* [INFORMATION PROVIDED]
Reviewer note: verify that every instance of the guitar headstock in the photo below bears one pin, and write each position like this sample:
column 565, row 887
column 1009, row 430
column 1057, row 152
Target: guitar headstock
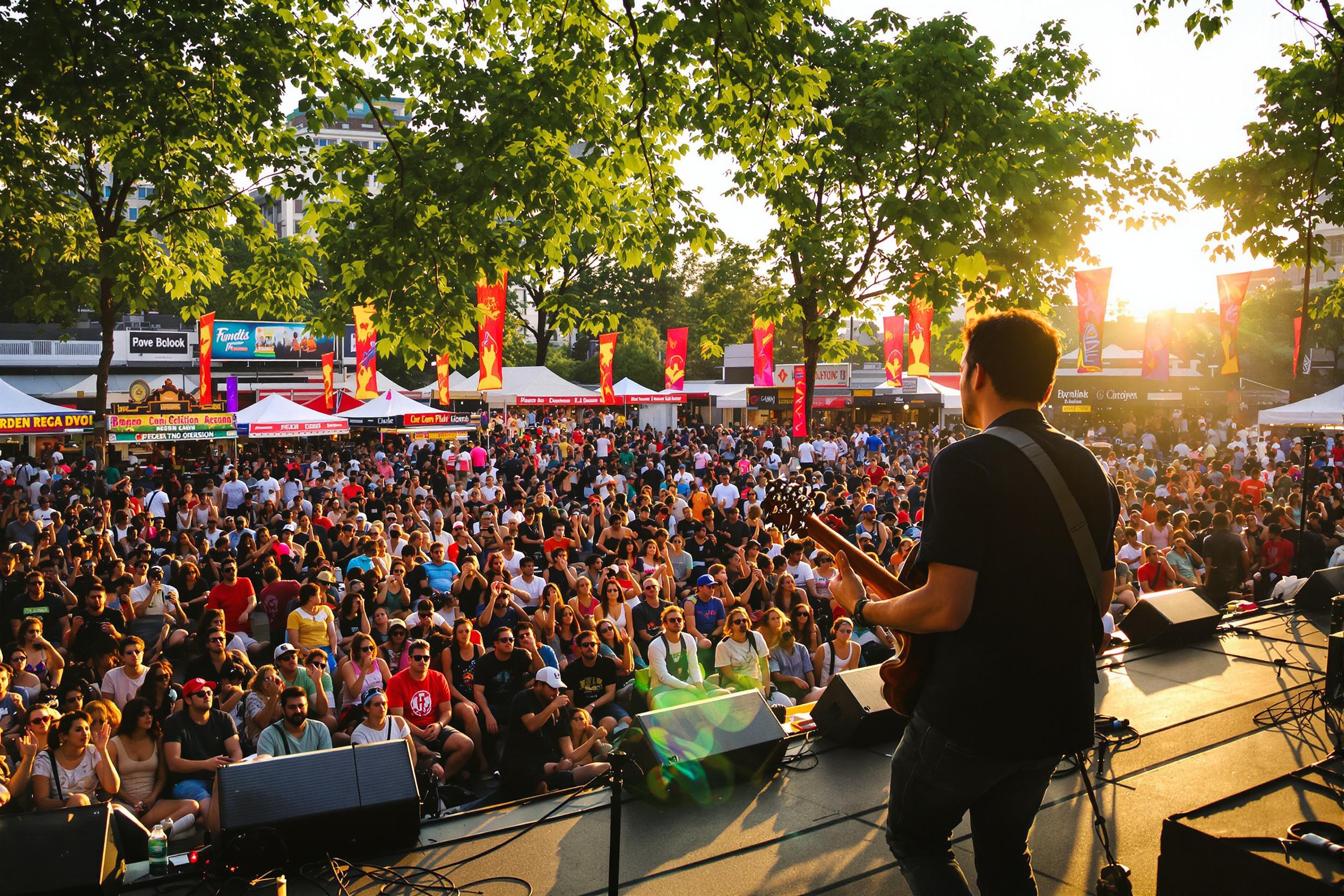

* [OBJECTIVE] Rewrite the lines above with "guitar headstock" swapped for "bass headstock" everywhere it occurs and nothing else changed. Leave out the pictures.

* [RIGHT ANSWER]
Reviewer note: verify that every instance of the bass headstock in the photo below bears one pin, and write each position like this sample:
column 565, row 887
column 1009, row 430
column 1057, row 152
Target: bass headstock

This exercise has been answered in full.